··· Material provided ···
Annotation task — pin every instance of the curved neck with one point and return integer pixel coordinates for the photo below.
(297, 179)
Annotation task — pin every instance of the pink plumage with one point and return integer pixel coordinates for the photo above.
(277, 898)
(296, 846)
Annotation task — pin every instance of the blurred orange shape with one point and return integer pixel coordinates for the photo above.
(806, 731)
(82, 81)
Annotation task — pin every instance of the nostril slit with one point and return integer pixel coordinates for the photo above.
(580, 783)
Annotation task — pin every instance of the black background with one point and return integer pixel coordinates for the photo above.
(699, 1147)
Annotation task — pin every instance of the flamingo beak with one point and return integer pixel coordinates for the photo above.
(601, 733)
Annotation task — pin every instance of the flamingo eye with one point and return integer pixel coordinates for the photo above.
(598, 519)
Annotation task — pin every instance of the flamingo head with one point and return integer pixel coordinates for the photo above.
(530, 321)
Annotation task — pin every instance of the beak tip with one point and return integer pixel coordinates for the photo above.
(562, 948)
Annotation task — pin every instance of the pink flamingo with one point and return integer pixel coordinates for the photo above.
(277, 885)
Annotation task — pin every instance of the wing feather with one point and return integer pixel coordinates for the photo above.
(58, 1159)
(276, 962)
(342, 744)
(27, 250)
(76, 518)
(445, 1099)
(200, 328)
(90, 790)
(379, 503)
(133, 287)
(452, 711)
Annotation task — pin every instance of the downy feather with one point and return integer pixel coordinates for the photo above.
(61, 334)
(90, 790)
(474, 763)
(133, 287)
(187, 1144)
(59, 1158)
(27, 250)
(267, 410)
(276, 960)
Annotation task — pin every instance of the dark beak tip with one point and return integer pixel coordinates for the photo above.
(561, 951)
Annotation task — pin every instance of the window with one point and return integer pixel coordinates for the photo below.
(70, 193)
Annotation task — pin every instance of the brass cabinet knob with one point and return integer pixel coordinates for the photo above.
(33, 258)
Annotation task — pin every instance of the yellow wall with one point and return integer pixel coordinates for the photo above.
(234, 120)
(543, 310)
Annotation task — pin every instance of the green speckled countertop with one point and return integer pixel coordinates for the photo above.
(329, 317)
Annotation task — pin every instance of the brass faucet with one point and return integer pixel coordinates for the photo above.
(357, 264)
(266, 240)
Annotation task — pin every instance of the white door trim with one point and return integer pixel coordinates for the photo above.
···
Copy every line above without altering a word.

_Answer section_
Annotation task — pin every instance of the curved neck with one point and return integer pixel coordinates for the photo below.
(297, 179)
Annotation task — pin every instance of the pink plumage with one point and return integer pixel coordinates for the photo above.
(277, 898)
(296, 846)
Annotation task — pin every instance of the blurred orange shape with one point and return integer pixel coordinates for the photo above.
(806, 731)
(82, 81)
Annotation task — pin every instance of the nostril slit with one point and return integer pixel coordinates for the photo above.
(580, 783)
Annotation task — pin every instance of the black background with one point and return integer pixel coordinates for the photo above.
(699, 1147)
Annotation task — pin every instance of the flamingo beak with one point and return integer pixel coordinates for the photo above.
(601, 733)
Annotation task — pin every instance of the flamingo eye with one point and return integer pixel coordinates for the photo above.
(598, 519)
Annotation task — pin every instance of the flamingo head with one point and return integer pixel coordinates for the photo above.
(530, 321)
Annotation task — pin every instance of the beak tip with one point and return integer pixel coordinates for the photo above.
(562, 948)
Annotation task — pin every instance of the pink flamingo with one point and return integer pixel coordinates for the photo above.
(277, 885)
Annotation task — pin every instance of the wing feather with one point and return integer pixel coordinates for the photo above.
(58, 1159)
(276, 962)
(342, 744)
(27, 250)
(76, 518)
(445, 1099)
(200, 328)
(90, 790)
(379, 503)
(133, 287)
(452, 711)
Annotation task — pin every instance of the downy feather with one point and return integer pixel coordinates for the photo above.
(61, 334)
(90, 790)
(474, 763)
(133, 287)
(187, 1144)
(59, 1158)
(27, 250)
(267, 410)
(276, 960)
Annotation task — pin every instance of the dark beak tip with one point and return integer pixel coordinates for the photo above.
(561, 951)
Annotation task — pin every instance of the window with one point and return integer pixel coordinates for the photo below.
(70, 193)
Annotation task — pin every instance of the brass cabinet knob with one point and return integer pixel coordinates for the photo above.
(33, 258)
Annotation task — pin every instance of the yellow wall with one point and return integer pixel coordinates for the photo above.
(234, 120)
(543, 310)
Annotation task — pin every instance of the green speckled countertop with one point and return integer pixel coordinates for the photo above.
(329, 317)
Annotation task — pin every instance of the brass faucet with one point and return integer pixel coordinates for the photo above.
(357, 264)
(266, 240)
Annotation task — pin every instance of the white door trim with one point and return integer pixel coordinates for the photo above.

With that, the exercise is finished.